-------- Data extract --------
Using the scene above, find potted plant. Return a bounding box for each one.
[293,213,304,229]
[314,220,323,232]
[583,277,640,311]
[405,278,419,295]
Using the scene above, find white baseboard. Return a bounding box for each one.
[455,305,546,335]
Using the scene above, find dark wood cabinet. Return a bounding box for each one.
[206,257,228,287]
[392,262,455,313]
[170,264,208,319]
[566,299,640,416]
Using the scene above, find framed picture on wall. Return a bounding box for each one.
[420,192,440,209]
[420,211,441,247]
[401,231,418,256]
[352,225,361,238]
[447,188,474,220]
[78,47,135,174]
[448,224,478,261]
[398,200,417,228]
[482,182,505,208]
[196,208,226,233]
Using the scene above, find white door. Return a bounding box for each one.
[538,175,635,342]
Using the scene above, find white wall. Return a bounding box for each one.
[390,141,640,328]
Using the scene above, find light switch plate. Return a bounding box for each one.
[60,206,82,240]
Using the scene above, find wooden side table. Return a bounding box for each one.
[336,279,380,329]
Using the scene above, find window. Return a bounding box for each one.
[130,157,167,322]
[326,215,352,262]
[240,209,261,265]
--------
Assigned task:
Your answer should hold exactly the lines from the one containing "Using the scene above, find dark" through the end of the entries above, and nothing else.

Response to this exercise:
Using the scene above, find dark wood cabinet. Return a bounding box for each one.
[206,257,228,287]
[392,262,455,313]
[170,264,208,319]
[566,299,640,416]
Using the scene above, find framed picture on wall. Return a bounding box for each one.
[420,192,440,209]
[420,211,441,247]
[401,231,418,256]
[352,225,361,238]
[447,188,474,220]
[78,47,135,174]
[448,224,478,261]
[398,200,417,228]
[482,182,505,208]
[196,208,226,233]
Using the scene above, find white door. Return a bounding box for each one.
[538,175,635,342]
Using the scene above, find white wall. Return a bounding box for each one.
[390,141,640,328]
Using the scene above, find light switch plate. Return a bounding box for each one.
[60,206,82,240]
Using the scene above, find wooden side table. Return a bounding box for each one.
[336,279,380,329]
Using the scene above, find window. Return a bounding box for each one.
[130,157,167,322]
[326,215,352,262]
[240,209,261,265]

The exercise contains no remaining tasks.